#### EXERCISE DIRECTIONS:
Reproduce every line of the following records word for word, with nothing changed or left out.

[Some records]
------------------------
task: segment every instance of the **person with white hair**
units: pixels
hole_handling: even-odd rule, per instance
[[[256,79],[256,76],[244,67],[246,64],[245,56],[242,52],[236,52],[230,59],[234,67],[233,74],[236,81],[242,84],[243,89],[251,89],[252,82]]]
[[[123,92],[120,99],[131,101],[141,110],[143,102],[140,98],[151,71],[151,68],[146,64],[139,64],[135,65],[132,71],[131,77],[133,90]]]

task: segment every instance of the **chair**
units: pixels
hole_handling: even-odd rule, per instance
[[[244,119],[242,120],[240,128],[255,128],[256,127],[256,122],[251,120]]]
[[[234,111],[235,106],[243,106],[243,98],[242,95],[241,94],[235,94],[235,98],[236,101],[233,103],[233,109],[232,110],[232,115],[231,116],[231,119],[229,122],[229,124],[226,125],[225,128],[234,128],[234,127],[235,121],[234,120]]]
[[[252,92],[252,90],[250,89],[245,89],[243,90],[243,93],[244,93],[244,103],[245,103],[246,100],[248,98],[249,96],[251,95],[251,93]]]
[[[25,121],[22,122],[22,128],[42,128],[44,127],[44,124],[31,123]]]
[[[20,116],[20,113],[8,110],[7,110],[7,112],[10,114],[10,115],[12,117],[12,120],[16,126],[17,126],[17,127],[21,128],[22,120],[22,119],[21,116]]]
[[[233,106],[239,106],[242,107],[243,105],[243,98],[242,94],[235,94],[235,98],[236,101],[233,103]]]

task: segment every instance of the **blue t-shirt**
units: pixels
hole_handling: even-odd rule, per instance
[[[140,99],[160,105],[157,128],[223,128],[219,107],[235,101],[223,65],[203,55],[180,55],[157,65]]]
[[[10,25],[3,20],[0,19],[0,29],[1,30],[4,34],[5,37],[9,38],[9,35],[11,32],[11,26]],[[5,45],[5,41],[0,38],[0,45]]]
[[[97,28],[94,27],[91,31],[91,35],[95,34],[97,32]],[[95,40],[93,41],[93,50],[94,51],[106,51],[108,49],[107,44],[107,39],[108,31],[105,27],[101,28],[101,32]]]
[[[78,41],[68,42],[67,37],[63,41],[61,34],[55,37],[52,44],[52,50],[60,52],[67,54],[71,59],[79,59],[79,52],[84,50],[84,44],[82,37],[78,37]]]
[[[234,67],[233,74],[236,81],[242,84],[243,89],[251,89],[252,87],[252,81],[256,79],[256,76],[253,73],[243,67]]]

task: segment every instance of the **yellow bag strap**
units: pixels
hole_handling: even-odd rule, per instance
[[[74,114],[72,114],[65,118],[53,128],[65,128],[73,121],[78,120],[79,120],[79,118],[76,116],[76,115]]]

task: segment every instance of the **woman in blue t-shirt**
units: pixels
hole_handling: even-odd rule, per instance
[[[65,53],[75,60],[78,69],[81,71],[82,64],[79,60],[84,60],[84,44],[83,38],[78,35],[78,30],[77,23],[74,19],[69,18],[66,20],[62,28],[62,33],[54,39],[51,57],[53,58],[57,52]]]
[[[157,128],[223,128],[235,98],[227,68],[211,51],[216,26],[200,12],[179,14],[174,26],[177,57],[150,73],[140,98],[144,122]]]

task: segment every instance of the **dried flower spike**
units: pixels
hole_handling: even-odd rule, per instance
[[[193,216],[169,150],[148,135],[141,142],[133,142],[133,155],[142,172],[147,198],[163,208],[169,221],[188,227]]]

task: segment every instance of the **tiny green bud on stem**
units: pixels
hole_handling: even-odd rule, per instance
------------------------
#### SOLUTION FOR THIS TASK:
task: segment every instance of the **person with white hair**
units: pixels
hole_handling: even-odd rule, per instance
[[[256,79],[256,76],[244,67],[246,64],[245,56],[242,52],[236,52],[230,59],[234,67],[233,74],[236,81],[242,84],[243,89],[251,89],[252,82]]]
[[[123,92],[120,99],[131,101],[141,110],[143,102],[140,98],[151,71],[151,68],[146,64],[139,64],[135,65],[132,71],[131,77],[133,90]]]

task: segment every instance of the **chair**
units: pixels
hole_handling: even-odd rule, per instance
[[[244,119],[242,120],[240,128],[255,128],[256,127],[256,122],[251,120]]]
[[[234,111],[235,106],[243,106],[243,98],[242,95],[241,94],[235,94],[235,98],[236,101],[233,103],[233,109],[232,110],[232,115],[231,116],[231,119],[229,122],[229,124],[226,125],[225,128],[234,128],[234,127],[235,121],[234,120]]]
[[[252,92],[252,90],[250,89],[245,89],[243,90],[243,93],[244,93],[244,103],[245,103],[246,100],[248,98],[249,96],[251,95],[251,93]]]
[[[25,121],[22,122],[22,128],[42,128],[44,127],[44,124],[31,123]]]
[[[20,116],[20,113],[8,110],[7,110],[7,112],[10,114],[10,115],[12,117],[12,120],[16,126],[17,126],[17,127],[21,128],[22,120],[22,119],[21,116]]]
[[[233,106],[239,106],[242,107],[243,105],[243,98],[242,94],[235,94],[235,98],[236,101],[233,103]]]

task: segment every instance of the **blue t-shirt**
units: pixels
hole_handling: even-odd rule, per instance
[[[140,99],[160,105],[157,128],[223,128],[219,107],[235,101],[223,65],[203,55],[180,55],[157,65]]]
[[[10,25],[3,20],[0,19],[0,29],[1,30],[4,34],[5,37],[9,38],[9,35],[11,32],[11,26]],[[5,45],[5,41],[0,38],[0,45]]]
[[[97,28],[94,27],[91,31],[91,35],[95,34],[97,32]],[[95,40],[93,41],[93,50],[94,51],[106,51],[108,49],[107,44],[107,39],[108,31],[105,27],[101,28],[101,32]]]
[[[78,41],[68,42],[67,37],[63,41],[61,34],[55,37],[52,44],[52,50],[60,52],[67,54],[71,59],[79,59],[79,52],[84,50],[84,44],[82,37],[78,37]]]
[[[234,67],[233,74],[236,81],[242,84],[243,89],[251,89],[252,87],[252,81],[256,79],[256,76],[253,73],[243,67]]]

task: segment every instance of the **yellow bag strap**
units: pixels
hole_handling: even-odd rule, per instance
[[[74,114],[72,114],[65,118],[53,128],[65,128],[73,121],[78,120],[79,120],[79,118],[76,116],[76,115]]]

task: segment every instance of the **woman in blue t-shirt**
units: pixels
hole_handling: even-odd rule, per instance
[[[65,53],[75,60],[78,69],[81,71],[82,64],[79,60],[84,60],[84,44],[83,38],[78,35],[78,30],[77,23],[74,19],[69,18],[66,20],[62,28],[62,33],[54,39],[51,57],[53,58],[57,52]]]
[[[157,128],[223,128],[235,98],[227,68],[211,51],[216,26],[200,12],[179,14],[174,26],[177,57],[150,73],[140,98],[144,122]]]

task: segment every instance of the **dried flower spike**
units: pixels
hole_handling: even-odd rule, per instance
[[[193,216],[169,150],[148,135],[141,142],[133,142],[133,155],[142,172],[147,198],[163,208],[169,221],[188,227]]]

task: segment every instance of the **tiny green bud on stem**
units: pixels
hole_handling: even-odd rule, per instance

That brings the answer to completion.